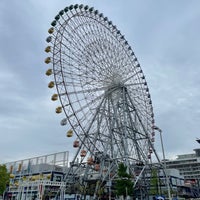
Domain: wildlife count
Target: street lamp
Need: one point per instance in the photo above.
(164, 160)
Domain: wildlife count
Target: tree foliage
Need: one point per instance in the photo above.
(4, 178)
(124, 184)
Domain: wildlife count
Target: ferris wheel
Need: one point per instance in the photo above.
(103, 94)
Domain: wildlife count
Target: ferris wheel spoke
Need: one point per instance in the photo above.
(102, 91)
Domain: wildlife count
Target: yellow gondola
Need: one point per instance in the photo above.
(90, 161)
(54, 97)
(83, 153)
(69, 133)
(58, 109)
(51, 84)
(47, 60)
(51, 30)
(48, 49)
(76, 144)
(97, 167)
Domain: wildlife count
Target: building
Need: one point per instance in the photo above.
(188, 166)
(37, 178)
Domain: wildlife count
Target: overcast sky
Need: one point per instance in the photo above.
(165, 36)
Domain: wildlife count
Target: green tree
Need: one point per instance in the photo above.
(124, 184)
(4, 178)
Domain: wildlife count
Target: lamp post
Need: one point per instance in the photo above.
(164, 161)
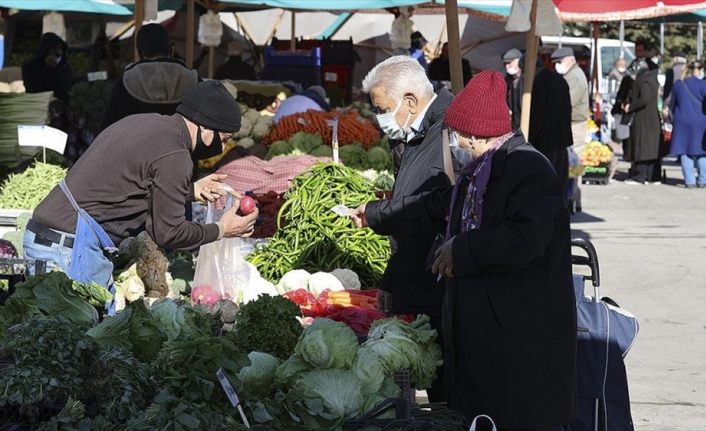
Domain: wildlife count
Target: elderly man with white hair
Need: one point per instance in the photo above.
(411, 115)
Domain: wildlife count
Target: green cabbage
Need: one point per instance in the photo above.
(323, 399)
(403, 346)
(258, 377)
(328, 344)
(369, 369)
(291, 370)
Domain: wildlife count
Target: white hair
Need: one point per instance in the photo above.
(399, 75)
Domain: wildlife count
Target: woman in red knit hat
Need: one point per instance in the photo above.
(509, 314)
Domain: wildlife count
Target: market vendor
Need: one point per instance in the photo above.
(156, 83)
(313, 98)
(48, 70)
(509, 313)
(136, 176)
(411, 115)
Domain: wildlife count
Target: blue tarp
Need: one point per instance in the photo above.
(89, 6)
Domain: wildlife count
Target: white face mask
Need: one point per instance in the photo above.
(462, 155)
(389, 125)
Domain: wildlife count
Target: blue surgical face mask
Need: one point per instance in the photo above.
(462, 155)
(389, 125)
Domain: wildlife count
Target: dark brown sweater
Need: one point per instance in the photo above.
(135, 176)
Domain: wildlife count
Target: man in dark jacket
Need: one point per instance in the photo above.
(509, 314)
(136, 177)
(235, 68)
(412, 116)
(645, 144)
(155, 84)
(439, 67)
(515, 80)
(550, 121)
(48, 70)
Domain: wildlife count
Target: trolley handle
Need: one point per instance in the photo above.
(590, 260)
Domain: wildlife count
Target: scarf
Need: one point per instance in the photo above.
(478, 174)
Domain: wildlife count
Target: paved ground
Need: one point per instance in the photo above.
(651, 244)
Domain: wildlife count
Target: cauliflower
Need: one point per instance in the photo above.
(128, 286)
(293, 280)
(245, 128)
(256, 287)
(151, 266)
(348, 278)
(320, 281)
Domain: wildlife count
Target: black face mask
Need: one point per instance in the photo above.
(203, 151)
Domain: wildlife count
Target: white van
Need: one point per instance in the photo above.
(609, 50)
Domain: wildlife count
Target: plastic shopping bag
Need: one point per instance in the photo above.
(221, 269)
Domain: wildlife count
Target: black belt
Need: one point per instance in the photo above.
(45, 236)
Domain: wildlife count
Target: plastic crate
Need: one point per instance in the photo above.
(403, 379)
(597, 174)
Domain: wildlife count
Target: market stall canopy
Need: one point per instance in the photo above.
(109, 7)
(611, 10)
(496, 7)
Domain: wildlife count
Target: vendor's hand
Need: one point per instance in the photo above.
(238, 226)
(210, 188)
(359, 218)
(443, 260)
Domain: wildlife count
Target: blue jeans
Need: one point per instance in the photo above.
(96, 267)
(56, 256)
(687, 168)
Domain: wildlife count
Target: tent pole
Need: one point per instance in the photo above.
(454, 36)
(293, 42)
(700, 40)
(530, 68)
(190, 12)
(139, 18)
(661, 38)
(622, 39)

• REQUIREMENT
The records above are to be repeated exactly, with the pictures left out.

• EXERCISE ANSWER
Domain: wildlife count
Target: street lamp
Need: one point per instance in the photo above.
(164, 160)
Domain: wildlife count
Target: tree foliage
Need: one point per instance in the photo above.
(4, 178)
(124, 184)
Domain: wildlife count
Target: ferris wheel
Need: one point per instance in the photo above.
(103, 94)
Domain: wildlife count
Target: ferris wheel spoke
Need: one point per instance in the photo above.
(102, 91)
Domain: wildlife count
Target: yellow gondola
Need: one point per instance in the photo above.
(90, 161)
(54, 97)
(83, 153)
(69, 133)
(58, 109)
(51, 84)
(47, 60)
(51, 30)
(48, 49)
(76, 144)
(97, 167)
Domain: wildlife count
Target: building
Need: one point per instance in the photo above.
(188, 166)
(37, 178)
Domain: wildlife count
Target: overcast sky
Need: one point per instance in the photo above.
(165, 36)
Domain: wildlife count
Target: green tree
Need: one point per instance in the photo above.
(124, 184)
(4, 178)
Domain: wildlife count
Target: lamp post
Need: one point per instance in the photo above.
(164, 161)
Domain: wildlife count
Target: elderly man with white hair
Need: one point per instance in the photo above.
(411, 115)
Domain: wildlife count
Target: green cabbage
Need: one point per instance in the photo above.
(323, 399)
(403, 346)
(258, 377)
(328, 344)
(369, 369)
(291, 370)
Domain: wildlife count
Target: white hair
Need: one point per instance in the photo above.
(399, 75)
Domain: wildlife count
Target: woman in red knit hat
Need: one point per instance in the photo above.
(509, 314)
Domain: wildlife count
Target: market vendor
Need: one point per instance in the photo above.
(156, 83)
(313, 98)
(48, 70)
(509, 313)
(136, 176)
(411, 115)
Domain: wildlife count
Target: blue tarp
Need: one point per instance in the photo above.
(89, 6)
Domain: wildlife count
Target: white face mask
Need: one point per instance in the photo above.
(462, 155)
(389, 125)
Domain: wildlife count
Target: blue surgical face mask
Need: one point per instance in the photo above.
(462, 155)
(389, 125)
Domain: wildlife count
Target: dark brown sweater
Need: one point per instance in the photo above.
(135, 176)
Domain: wildlife count
Target: man in dark jacket
Need: one point per instance in the photo above.
(509, 314)
(136, 177)
(235, 68)
(412, 116)
(645, 144)
(155, 84)
(439, 67)
(515, 80)
(550, 121)
(48, 70)
Domain: wildlife count
Target: trolley handle
Need: one point per instance in the photo above.
(590, 260)
Domain: wildlife count
Target: scarf
Need: one point per instance in the photo above.
(478, 174)
Domain: wildlife count
Target: paved ground
Need: one point per instance in the photo above.
(651, 244)
Domain: wildlife count
Target: cauliflower
Need: one point per instance in the photo above.
(128, 286)
(293, 280)
(245, 128)
(256, 287)
(151, 266)
(348, 278)
(320, 281)
Domain: wildlife count
Target: black face mask
Need: one point per instance in the photo above.
(203, 151)
Domain: wildlife count
Target: white van
Need: one point per instance in the photo above.
(609, 50)
Domain: wildlife count
Target: plastic shopping bag
Need: one point per instance in the photo above.
(221, 269)
Domain: wildlife count
Target: black belt
Need: one point per instance in the photo above.
(45, 236)
Domain: wildlife count
Target: plastic crate
Need: one point per instance in the photo above.
(403, 379)
(597, 174)
Domain: wildlife count
Target: market stall canopy
Need: one point per instance in the photo above.
(109, 7)
(611, 10)
(496, 7)
Domain: wildlife count
Target: vendor's hand
Need: one point per instance in the photo above.
(238, 226)
(210, 188)
(359, 218)
(443, 260)
Domain: wildlife count
Target: blue jeans
Need: one point per instance in the photo above.
(96, 267)
(56, 256)
(687, 168)
Domain: wildlife count
Target: tent pole
Need: one point per instance in the photo above.
(454, 36)
(293, 42)
(700, 40)
(530, 68)
(190, 12)
(139, 18)
(661, 38)
(622, 39)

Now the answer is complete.